Segmentation mask data:

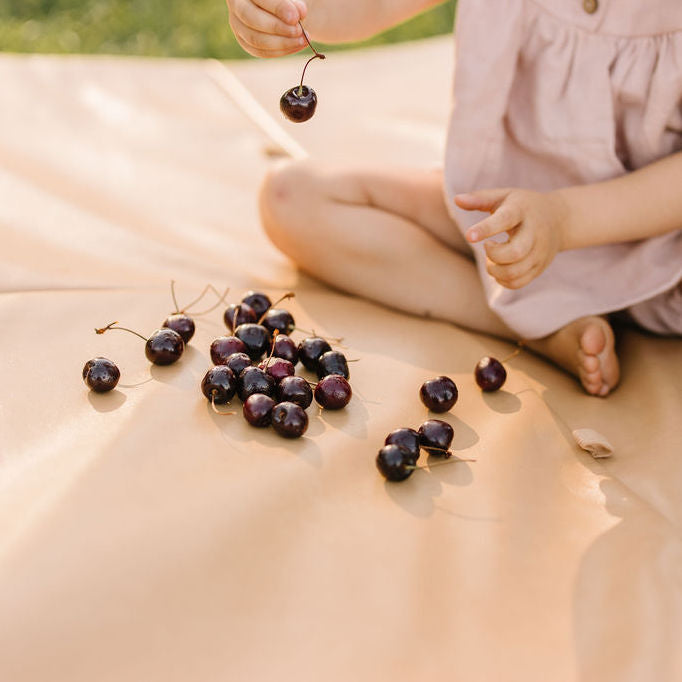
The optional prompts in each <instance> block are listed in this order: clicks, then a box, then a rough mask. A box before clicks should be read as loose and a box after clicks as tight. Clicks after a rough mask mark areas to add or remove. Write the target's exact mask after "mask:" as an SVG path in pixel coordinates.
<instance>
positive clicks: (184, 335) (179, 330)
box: [161, 313, 195, 345]
mask: <svg viewBox="0 0 682 682" xmlns="http://www.w3.org/2000/svg"><path fill="white" fill-rule="evenodd" d="M161 326H162V327H168V329H172V330H173V331H174V332H177V333H178V334H180V336H182V340H183V341H184V343H185V345H187V344H188V343H189V342H190V339H191V338H192V337H193V336H194V331H195V327H194V320H193V319H192V318H191V317H190V316H189V315H185V313H174V314H173V315H169V316H168V317H167V318H166V319H165V320H164V321H163V325H161Z"/></svg>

### Try it
Rewrite the material with every "rough mask" changed to "coarse mask" and nothing else altered. Leave the pictures out of your answer.

### Task response
The optional prompts in each <instance> block are listed in this order: clicks, then a box, then a coarse mask. A box before clicks should be read as loose and a box after clicks as tight. Clicks after a coarse mask mark areas to add or remove. Write the target's exact mask after "mask:" as an SVG path in pixel coordinates.
<instance>
positive clicks: (184, 335) (179, 330)
box: [161, 313, 195, 345]
mask: <svg viewBox="0 0 682 682" xmlns="http://www.w3.org/2000/svg"><path fill="white" fill-rule="evenodd" d="M161 326H162V327H168V329H172V330H173V331H174V332H177V333H178V334H180V336H182V340H183V341H184V343H185V345H187V344H188V343H189V342H190V339H191V338H192V337H193V336H194V331H195V327H194V320H193V319H192V318H191V317H190V316H189V315H185V313H174V314H173V315H169V316H168V317H167V318H166V319H165V320H164V321H163V325H161Z"/></svg>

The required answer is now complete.